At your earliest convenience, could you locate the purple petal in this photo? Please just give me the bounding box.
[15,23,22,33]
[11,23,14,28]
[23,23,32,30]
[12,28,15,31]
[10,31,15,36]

· · · ·

▸ BRIEF
Rewrite all the rows above, request included. Multiply each bounding box coordinate in the answers by 0.55 and round to the nearest whole number, rounding halves up. Leave the request text unchanged.

▸ EXPECTED ANSWER
At your earliest convenience, could you locate the purple petal in this photo? Please just give me the bounding box.
[8,13,12,18]
[6,13,8,15]
[13,13,18,17]
[7,15,8,17]
[6,17,8,20]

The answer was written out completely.